> _Document segment_
☆ ☆ ☆ ☆

Tuesday, 27 August 2019

Self-doubting, sad, mad and at times bad



Reading through my diaries has told me so much. Including, just hard how hard it is to be a teenager.  They seem so full of adolescent angst. That actually does not seem to stop even as I entered my late teens. Interspersed with total annoyance of my self-obsession there is also growing compassion for the younger me. 



Most adults don’t realise just how helpless the young are. Many, many entries in my diaries concerned missing the school bus from Limavady to Dungiven where I lived. This was totally outside my control as teachers would invariably keep the class in until I missed the last bus available to me. I ended up racing across the school playground desperately trying to catch the departing bus. Many times I took risks racing across the road to get the waiting bus before it departed. On one occasion I was hit by a car and ended up being flung across the road onto the pavement. The thing that upsets me now over 40 years later is there was absolutely nothing I could do about the situation.  There was no other bus and I had no choice.

There was also a boring self-preoccupation and self-consciousness that appears throughout all the diaries. Recording my weight was a weekly affair carefully recorded in capitals. So what reflections do I have on all these diaries so far.

Listen to the young. Hear their despair. It is real and it is potent. Every single adult who took time to show kindness and a listening ear was a game-changer. If you knew the anguish and self-doubt most teenagers are consumed with you would understand so much more about their behaviour and mindset. Don’t be in a hurry to judge and if they have nine bad qualities and one good be sure to tell them about that one vital quality that they have acquired.

There are a few exerts from my dairies that give a flavour of those intense days.

My first desired career was as a forester.  I couldn’t because I was a girl (I was told).  But I kept the leaflet.  Still there over forty years later.



Boredom was a perennial enemy as this entry indicates.

June 21 
“Today is Monday and today was just a normal boring Monday. Nothing happened, nothing exciting was said and nothing exciting was done. I am boring person in a boring life in a boring place.”

This discovery is rather confirmed by the following entry.

☆ ☆ ☆ ☆

> _Collected material_
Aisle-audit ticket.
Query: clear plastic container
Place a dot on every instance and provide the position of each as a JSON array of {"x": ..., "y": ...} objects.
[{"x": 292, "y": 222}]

☆ ☆ ☆ ☆

> _Problem statement_
Print the passage of the post about teenage diaries from "There are a" up to and including "the following entry.", word for word.

> _Expected answer_
There are a few exerts from my dairies that give a flavour of those intense days.

My first desired career was as a forester.  I couldn’t because I was a girl (I was told).  But I kept the leaflet.  Still there over forty years later.



Boredom was a perennial enemy as this entry indicates.

June 21 
“Today is Monday and today was just a normal boring Monday. Nothing happened, nothing exciting was said and nothing exciting was done. I am boring person in a boring life in a boring place.”

This discovery is rather confirmed by the following entry.